- _GOAL 1_: Translate into Spanish this sentence from the reading-list forum post: "I've decided to put this in the BL section even though this includes non-Black Library books, and can include novels that haven't been released this year."
- _GOAL 2_:
Answer from the reading-list forum post:
(a) What kind of reader does the poster claim to be?
(b) Who is named as the author of _The Departure_?
(c) How many books does the poster list as already 'read' from the original list?
- _GOAL 3_: Reproduce the stretch of the reading-list forum post from "I've decided to" through "released this year.".

- _EXCERPTED PASSAGE_:
# What do you want to read before the year is out?



## Bane_of_Kings (Oct 28, 2009)

Alright, seeing as we're roughly halfway through 2011, I thought It would be a nice idea to see what books everyone's planning on reading before the year is out. 

I've decided to put this in the BL section even though this includes non-Black Library books, and can include novels that haven't been released this year.

So, here's my list so far. And yeah, it's a lot. I am a fast reader, though.


•	_The Age of Ra_ – James Lovegrove
•	_The Age of Odin_ – James Lovegrove
•	_Shadow’s Edge_ – Brent Weeks
•	_Beyond the Shadows_ – Brent Weeks
•	_The Legend of Adam Caine_ – John Charles Scott
•	_Shade’s Children_ – Garth Nix
•	_Defenders of Ulthan_ – Graham McNeill
•	_Sons of Ellyrion_ – Graham McNeill
•	_Path of the Seer_ – Gav Thorpe
•	_Salvation’s Reach_ – Dan Abnett
•	_Red and Black_ – James Swallow
•	_Sabbat Worlds Anthology_ – Various
•	_The Outcast Dead_ – Graham McNeill
•	_Nocturne_ – Nick Kyme
•	_The Red Duke_ – Chris Wraight
•	_Faith and Fire_ – James Swallow
•	_Hammer and Anvil_ – James Swallow
•	_The Gildar Rift_ – Sarah Cawkwell
•	_The Keeler Image_ – Dan Abnett
•	_Blood of Aenarion_ – William King
•	_Reality 36_ – Guy Haley 
•	_The Departure_ – Neal Asher
•	_Leviathan Wakes_ – James S. Corey 
•	_Heaven’s Shadow_ – David S. Goyer & Michael Cassutt
•	_Hard Spell_ – Justin Gustainis 
•	_Echo City_ – Tim Lebbon 


So far, I've 'read' the following that were originally on my list:


•	_Imperial Glory_ – Richard Williams
•	_The Madness Within_ – Steve Lyons
•	_The Knife of Never Letting Go_ – Patrick Ness




Anyway, now let's hear yours. Also, any comments on the books that already've been released would be nice as well.

- _PROVIDED DATA_:
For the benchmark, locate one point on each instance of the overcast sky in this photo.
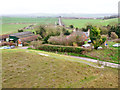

- _RESULT 1_: He decidido poner esto en la sección de BL aunque incluye libros que no son de Black Library, y puede incluir novelas que no se han publicado este año.

- _RESULT 2_:
(a) A fast reader.
(b) Neal Asher.
(c) Three.

- _RESULT 3_:
I've decided to put this in the BL section even though this includes non-Black Library books, and can include novels that haven't been released this year.